THE RECORDS:
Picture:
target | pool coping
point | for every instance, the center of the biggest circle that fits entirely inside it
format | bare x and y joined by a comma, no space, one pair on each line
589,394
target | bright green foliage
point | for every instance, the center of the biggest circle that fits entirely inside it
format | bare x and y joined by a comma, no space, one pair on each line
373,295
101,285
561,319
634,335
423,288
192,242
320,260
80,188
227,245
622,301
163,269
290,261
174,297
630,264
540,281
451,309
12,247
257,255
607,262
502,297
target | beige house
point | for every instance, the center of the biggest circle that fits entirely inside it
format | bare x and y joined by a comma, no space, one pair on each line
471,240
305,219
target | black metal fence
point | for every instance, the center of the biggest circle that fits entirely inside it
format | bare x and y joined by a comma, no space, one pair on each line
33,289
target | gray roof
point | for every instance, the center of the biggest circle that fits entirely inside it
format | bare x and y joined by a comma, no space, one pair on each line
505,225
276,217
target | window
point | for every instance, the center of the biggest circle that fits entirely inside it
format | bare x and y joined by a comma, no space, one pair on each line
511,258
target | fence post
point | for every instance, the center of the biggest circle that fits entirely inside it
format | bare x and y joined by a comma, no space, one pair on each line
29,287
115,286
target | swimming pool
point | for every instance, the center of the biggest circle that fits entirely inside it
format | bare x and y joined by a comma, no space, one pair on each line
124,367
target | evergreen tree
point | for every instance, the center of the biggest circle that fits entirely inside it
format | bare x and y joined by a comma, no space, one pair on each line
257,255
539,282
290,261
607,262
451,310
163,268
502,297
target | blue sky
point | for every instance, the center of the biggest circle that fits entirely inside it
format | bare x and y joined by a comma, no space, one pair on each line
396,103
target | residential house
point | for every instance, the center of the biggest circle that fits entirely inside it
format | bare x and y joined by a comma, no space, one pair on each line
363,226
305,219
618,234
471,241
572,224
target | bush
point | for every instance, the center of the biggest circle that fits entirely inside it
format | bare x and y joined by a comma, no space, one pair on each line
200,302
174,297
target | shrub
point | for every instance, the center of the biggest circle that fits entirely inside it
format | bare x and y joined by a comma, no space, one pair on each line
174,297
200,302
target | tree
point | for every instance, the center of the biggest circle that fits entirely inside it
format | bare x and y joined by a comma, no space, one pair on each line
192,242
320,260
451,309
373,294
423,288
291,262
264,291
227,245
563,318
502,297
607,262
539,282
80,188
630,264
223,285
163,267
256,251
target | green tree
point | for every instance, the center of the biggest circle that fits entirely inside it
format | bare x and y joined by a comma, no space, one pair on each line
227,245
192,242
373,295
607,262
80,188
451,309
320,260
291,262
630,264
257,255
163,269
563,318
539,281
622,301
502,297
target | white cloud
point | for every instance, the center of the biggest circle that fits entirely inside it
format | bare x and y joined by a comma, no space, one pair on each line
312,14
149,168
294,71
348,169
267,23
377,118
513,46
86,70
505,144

ASSIGNED TASK: Using the entries above, give back exactly the line containing "target | bright green foliage", the line containing "target | fence post", and every line between them, and nothing else.

WRITTEN ANSWER:
target | bright green foliage
point | for every instance, the center of the biggest circle that fits entirely inside it
format | bare x and y joined by a comma, no space, one pair on each line
373,295
101,285
561,319
634,335
423,288
192,242
320,260
80,188
227,245
622,301
163,269
290,261
174,297
630,264
540,281
451,309
12,247
257,255
607,262
502,297
target | beige house
point | for every instance, the center of the biggest circle that fits entirely inside it
format | bare x and y joined by a comma, no space, one pair on each line
471,240
305,219
target | black metal fence
point | for every instance, the center of the biggest circle that fits entirely inside it
format | bare x and y joined by a comma, no space, one pair on each line
33,289
target | gray roof
point | for every instance, the center of the biggest circle that fits entirely inside it
format | bare x and y joined by a comma, no space, one pair on each line
505,225
276,217
target | window
point | for every instance, the center of the biggest circle that fits entirely inside it
format | bare x and y joined by a comma, no space, one pair on each line
511,258
target | fence post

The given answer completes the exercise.